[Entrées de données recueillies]

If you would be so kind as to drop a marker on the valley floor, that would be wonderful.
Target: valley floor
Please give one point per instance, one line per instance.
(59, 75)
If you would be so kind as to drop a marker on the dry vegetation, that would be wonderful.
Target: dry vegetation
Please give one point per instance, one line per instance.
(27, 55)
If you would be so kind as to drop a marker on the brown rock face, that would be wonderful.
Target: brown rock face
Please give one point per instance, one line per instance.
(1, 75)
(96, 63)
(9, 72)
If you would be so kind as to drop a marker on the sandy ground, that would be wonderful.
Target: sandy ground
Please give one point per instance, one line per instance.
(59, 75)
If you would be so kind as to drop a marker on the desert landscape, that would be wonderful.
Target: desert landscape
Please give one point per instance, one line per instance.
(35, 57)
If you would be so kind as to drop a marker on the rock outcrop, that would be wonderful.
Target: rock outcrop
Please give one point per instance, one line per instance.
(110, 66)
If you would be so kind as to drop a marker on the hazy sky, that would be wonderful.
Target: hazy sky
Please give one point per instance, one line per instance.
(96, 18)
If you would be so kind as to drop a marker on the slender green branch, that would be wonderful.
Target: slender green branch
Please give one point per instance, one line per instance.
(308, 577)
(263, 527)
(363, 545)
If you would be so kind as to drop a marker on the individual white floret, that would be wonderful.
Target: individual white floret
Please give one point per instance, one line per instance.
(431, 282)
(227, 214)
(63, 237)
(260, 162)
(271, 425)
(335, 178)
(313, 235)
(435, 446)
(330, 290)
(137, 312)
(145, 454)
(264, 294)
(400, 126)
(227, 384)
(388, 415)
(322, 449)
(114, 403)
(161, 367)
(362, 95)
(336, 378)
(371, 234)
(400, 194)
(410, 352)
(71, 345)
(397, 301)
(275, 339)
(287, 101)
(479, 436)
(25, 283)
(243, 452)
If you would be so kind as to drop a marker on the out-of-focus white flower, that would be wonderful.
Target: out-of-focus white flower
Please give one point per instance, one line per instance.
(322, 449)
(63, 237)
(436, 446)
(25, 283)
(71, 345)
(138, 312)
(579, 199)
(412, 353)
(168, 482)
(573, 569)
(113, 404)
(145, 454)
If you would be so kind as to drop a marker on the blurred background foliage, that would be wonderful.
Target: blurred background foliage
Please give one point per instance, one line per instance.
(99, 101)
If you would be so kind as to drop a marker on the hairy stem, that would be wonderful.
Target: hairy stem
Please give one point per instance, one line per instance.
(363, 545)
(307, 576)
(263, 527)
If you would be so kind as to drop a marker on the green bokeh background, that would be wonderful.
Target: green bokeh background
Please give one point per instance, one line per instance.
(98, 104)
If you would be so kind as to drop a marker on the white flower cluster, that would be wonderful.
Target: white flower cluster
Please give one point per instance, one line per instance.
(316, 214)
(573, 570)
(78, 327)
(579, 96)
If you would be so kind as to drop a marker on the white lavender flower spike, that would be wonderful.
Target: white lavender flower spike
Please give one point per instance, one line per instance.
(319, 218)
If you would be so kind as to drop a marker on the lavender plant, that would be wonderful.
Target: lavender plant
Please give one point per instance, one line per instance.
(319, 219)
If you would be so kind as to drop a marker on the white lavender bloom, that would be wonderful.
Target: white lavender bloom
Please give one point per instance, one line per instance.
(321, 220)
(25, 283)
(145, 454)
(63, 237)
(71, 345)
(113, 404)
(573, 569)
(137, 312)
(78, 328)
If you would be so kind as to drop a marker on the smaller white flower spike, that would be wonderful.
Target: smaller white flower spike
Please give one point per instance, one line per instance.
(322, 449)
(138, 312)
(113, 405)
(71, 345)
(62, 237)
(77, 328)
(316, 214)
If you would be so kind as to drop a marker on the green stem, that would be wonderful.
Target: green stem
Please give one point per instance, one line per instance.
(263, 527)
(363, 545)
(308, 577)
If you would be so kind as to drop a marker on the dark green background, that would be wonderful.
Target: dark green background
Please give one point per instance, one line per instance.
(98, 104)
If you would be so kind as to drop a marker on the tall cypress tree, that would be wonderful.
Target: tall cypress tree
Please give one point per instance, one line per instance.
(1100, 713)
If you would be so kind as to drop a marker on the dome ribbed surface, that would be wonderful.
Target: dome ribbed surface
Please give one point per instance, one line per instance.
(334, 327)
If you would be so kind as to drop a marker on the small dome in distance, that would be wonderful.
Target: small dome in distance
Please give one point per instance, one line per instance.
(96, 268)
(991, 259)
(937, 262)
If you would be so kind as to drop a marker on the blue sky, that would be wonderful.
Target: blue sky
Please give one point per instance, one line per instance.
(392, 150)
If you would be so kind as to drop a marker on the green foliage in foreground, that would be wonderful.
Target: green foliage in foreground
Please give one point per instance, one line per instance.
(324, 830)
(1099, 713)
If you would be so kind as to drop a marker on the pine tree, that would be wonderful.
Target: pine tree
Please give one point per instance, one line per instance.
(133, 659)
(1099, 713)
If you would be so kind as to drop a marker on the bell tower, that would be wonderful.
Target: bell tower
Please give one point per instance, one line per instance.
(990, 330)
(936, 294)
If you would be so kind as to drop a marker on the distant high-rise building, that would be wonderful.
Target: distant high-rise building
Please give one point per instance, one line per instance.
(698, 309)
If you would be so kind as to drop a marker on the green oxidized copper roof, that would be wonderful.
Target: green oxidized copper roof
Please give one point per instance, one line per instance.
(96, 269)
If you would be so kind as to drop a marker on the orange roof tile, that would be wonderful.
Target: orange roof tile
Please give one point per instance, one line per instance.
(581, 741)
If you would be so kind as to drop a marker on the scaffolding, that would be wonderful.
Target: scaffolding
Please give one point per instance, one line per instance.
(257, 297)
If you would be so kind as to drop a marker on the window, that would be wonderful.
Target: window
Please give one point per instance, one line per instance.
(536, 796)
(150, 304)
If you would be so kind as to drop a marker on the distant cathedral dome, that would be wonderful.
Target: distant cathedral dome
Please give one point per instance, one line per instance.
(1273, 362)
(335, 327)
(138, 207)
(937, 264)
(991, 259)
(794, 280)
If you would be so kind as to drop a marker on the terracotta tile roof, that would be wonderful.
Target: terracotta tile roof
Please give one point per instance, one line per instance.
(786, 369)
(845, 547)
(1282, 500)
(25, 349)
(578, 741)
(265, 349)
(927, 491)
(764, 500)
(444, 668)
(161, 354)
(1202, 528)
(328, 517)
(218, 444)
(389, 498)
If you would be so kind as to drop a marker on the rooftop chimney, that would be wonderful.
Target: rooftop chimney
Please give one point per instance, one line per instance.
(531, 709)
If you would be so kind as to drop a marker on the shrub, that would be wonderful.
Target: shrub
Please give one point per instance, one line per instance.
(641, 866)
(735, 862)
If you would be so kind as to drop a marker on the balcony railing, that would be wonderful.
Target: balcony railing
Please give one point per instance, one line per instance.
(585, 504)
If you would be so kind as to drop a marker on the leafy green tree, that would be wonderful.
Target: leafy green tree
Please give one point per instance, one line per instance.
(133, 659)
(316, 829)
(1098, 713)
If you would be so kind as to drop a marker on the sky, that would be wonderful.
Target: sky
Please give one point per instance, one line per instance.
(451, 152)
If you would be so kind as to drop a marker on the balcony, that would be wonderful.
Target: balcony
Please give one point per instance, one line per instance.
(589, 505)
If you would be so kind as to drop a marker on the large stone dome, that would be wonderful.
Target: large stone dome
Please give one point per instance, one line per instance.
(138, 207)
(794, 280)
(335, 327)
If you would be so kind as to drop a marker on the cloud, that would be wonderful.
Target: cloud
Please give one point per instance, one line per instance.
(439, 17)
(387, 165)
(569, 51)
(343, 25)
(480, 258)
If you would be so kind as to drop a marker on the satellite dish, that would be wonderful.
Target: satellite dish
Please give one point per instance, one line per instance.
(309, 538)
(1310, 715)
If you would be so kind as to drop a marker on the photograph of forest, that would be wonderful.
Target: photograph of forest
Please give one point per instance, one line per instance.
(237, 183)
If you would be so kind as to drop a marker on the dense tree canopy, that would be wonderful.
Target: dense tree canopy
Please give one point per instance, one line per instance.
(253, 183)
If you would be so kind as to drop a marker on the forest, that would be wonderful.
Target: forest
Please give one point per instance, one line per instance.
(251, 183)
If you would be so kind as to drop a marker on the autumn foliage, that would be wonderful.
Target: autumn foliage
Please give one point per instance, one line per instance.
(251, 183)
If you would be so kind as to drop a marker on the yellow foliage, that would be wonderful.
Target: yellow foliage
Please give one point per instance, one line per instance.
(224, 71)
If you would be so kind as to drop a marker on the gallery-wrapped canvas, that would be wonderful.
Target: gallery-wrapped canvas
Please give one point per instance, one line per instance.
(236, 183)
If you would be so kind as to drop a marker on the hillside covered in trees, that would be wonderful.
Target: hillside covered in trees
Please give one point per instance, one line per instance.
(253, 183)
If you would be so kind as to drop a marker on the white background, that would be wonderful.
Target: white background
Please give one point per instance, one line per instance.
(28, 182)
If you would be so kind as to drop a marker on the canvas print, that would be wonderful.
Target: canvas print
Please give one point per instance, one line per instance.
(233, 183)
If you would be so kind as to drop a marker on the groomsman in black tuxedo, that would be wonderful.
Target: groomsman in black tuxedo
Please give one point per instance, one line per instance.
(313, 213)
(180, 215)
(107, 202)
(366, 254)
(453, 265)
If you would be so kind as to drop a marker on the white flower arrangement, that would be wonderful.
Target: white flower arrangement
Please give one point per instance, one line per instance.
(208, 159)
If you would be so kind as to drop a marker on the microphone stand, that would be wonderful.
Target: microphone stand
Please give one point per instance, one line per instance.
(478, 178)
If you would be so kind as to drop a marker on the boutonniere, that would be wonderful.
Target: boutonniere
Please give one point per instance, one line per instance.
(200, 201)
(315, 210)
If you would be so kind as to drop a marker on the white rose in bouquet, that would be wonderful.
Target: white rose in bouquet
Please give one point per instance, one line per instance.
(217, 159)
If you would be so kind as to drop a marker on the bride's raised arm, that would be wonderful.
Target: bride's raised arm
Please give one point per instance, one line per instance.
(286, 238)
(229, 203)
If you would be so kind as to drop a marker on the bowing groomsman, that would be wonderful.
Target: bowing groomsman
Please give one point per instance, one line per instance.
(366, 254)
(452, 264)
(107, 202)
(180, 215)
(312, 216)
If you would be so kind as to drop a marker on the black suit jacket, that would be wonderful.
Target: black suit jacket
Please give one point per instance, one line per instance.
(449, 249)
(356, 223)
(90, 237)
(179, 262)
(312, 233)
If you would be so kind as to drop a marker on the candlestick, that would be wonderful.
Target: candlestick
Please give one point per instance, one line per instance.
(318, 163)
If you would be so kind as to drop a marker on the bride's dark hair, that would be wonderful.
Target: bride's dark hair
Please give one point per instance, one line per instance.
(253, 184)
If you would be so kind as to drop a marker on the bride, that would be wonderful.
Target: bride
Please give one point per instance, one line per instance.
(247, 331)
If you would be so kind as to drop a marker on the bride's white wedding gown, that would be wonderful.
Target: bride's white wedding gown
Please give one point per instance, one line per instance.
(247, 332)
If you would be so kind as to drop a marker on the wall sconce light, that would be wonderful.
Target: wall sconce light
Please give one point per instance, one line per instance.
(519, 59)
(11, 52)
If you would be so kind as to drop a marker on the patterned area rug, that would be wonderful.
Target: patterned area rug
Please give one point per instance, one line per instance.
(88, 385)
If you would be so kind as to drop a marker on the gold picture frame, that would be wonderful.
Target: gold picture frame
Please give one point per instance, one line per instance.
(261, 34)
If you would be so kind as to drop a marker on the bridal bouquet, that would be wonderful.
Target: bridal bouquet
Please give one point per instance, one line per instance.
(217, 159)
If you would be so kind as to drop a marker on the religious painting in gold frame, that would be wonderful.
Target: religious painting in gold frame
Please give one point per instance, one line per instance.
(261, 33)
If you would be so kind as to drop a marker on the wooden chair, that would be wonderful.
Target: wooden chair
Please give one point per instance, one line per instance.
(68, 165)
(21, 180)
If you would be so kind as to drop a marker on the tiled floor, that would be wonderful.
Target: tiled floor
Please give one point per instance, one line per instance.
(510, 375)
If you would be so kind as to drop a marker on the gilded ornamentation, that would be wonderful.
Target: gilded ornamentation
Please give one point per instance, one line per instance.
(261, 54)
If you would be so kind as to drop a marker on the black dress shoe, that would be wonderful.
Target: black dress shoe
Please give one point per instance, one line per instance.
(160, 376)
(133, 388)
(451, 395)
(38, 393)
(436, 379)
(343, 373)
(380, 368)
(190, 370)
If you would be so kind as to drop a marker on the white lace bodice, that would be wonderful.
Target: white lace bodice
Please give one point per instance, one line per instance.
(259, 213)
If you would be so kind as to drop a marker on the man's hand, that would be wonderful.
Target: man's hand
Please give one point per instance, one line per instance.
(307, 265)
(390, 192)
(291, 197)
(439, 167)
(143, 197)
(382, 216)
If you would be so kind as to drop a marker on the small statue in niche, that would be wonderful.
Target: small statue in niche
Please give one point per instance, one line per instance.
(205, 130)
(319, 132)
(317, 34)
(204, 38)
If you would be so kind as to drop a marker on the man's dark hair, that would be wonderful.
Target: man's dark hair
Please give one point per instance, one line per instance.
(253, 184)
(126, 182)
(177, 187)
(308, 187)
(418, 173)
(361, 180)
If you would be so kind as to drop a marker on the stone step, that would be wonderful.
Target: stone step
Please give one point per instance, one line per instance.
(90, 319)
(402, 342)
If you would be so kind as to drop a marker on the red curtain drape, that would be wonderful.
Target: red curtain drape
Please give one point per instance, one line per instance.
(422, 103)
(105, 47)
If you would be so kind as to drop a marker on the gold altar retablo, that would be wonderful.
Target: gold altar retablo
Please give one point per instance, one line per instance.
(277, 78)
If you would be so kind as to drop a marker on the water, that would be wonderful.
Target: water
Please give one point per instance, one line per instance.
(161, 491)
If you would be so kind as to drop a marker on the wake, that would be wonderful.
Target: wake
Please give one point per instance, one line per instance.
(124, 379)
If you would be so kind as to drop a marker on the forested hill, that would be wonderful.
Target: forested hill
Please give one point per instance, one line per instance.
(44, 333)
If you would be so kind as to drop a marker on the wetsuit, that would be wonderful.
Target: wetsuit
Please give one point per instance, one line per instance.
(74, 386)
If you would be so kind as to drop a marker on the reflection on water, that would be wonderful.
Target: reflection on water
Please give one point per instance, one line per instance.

Consigne »
Organise en liste JSON de chaînes les lignes allant de celle qui contient "step, that would be wonderful." jusqu'à la fin des entrées, bornes comprises. Mets une chaîne par ligne et omets les lignes vides.

Réponse »
[
  "If you would be so kind as to drop a marker on the stone step, that would be wonderful.",
  "Target: stone step",
  "Please give one point per instance, one line per instance.",
  "(90, 319)",
  "(402, 342)",
  "If you would be so kind as to drop a marker on the red curtain drape, that would be wonderful.",
  "Target: red curtain drape",
  "Please give one point per instance, one line per instance.",
  "(422, 103)",
  "(105, 47)",
  "If you would be so kind as to drop a marker on the gold altar retablo, that would be wonderful.",
  "Target: gold altar retablo",
  "Please give one point per instance, one line per instance.",
  "(277, 78)",
  "If you would be so kind as to drop a marker on the water, that would be wonderful.",
  "Target: water",
  "Please give one point per instance, one line per instance.",
  "(161, 491)",
  "If you would be so kind as to drop a marker on the wake, that would be wonderful.",
  "Target: wake",
  "Please give one point per instance, one line per instance.",
  "(124, 379)",
  "If you would be so kind as to drop a marker on the forested hill, that would be wonderful.",
  "Target: forested hill",
  "Please give one point per instance, one line per instance.",
  "(44, 333)",
  "If you would be so kind as to drop a marker on the wetsuit, that would be wonderful.",
  "Target: wetsuit",
  "Please give one point per instance, one line per instance.",
  "(74, 386)",
  "If you would be so kind as to drop a marker on the reflection on water, that would be wonderful.",
  "Target: reflection on water",
  "Please give one point per instance, one line per instance."
]